----- Extract

Google CEO Sundar Pichai, in an interview with The New York Times recently said that the company will soon roll out an upgrade to its artificial intelligence (AI) bot – Bard.
Google’s Bard was introduced last month. The conversational chatbot is aimed at countering the popularity of the ChatGPT tool backed by Microsoft. However, the announcement was termed as ‘rushed’ and botched’ by Google employees themselves.
Responding to criticisms of the product, Pichai said “We clearly have more capable models. We will be upgrading Bard to some of our more capable PaLM models, which will bring more capabilities.” He stated that the process will start next week.
During the interview, Pichai also confirmed that Google will not launch a more capable model before ensuring how it can handle it. To recall, Google’s parent company Alphabet Inc. lost $100 billion in market value shortly after Bard inadvertently disclosed false information in a promotional video.
The CEO also said that the company’s AI tool is currently running on a ‘lightweight and efficient version of LaMDA’ language model. He stated that the reason for limiting Bard’s capabilities was a sense of caution within Google. He also added that he has discussed the AI bot with co-founders Larry Page and Sergey Brin and has not issued ‘code-red’ to scrape the developments.

----------

**Required actions**:
1. Answer these about the Bard article:
(a) When was Bard introduced?
(b) How much market value did Alphabet Inc. lose after Bard's error in a promotional video?
(c) What language model is Bard currently running on?
2. Why does the Bard article say Bard's capabilities are currently limited? Answer in one to three sentences.
3. Extend the Bard article past its last sentence.
The listing has no connection to the Bard article.

----- Provided data

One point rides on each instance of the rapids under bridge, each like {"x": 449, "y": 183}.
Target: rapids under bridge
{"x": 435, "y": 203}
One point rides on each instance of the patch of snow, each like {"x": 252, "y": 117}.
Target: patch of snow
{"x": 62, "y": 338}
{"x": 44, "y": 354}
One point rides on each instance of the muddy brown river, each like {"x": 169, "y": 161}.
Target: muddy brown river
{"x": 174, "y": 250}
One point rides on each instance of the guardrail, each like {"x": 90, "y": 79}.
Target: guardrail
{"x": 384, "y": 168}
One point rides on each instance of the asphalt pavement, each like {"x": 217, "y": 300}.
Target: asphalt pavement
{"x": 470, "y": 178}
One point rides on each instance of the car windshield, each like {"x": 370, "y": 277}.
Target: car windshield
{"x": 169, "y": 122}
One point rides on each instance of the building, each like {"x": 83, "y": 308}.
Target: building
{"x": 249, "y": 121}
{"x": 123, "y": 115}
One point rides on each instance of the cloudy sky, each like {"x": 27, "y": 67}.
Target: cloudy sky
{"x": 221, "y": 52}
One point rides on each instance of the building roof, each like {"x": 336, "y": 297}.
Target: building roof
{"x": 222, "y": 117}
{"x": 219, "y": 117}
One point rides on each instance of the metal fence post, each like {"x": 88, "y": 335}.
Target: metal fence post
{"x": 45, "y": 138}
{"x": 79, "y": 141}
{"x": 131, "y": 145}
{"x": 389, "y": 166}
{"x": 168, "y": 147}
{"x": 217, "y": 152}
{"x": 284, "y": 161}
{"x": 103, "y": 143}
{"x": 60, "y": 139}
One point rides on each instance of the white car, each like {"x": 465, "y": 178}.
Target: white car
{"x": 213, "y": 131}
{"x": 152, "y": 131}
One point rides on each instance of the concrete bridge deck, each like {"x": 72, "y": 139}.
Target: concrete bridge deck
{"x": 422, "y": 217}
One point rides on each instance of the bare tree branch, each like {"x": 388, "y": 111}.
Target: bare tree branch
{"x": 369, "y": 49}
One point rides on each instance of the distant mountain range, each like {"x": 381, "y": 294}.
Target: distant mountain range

----------

**Answer list**:
1.
(a) Last month.
(b) $100 billion.
(c) A lightweight and efficient version of LaMDA.

2. Pichai said the limit came from a sense of caution within Google. For that reason, Bard runs on a lightweight and efficient version of LaMDA.

3.
In a related news, Google has denied the allegations that its recently launched generative AI-based chatbot, Bard is trained on data from OpenAI’s ChatGPT. Reportedly, Google used data from a website called ShareGPT which keeps a record of users’ conversations with ChatGPT.
As per a report published in The Information, Google engineer Jacob Devlin informed Google CEO Sundar Pichai along with other top executives that Bard’s machine learning models were being trained using ChatGPT. He also warned the company that this move would violate OpenAI’s terms of service while also making Bard’s answers sound similar to that of ChatGPT.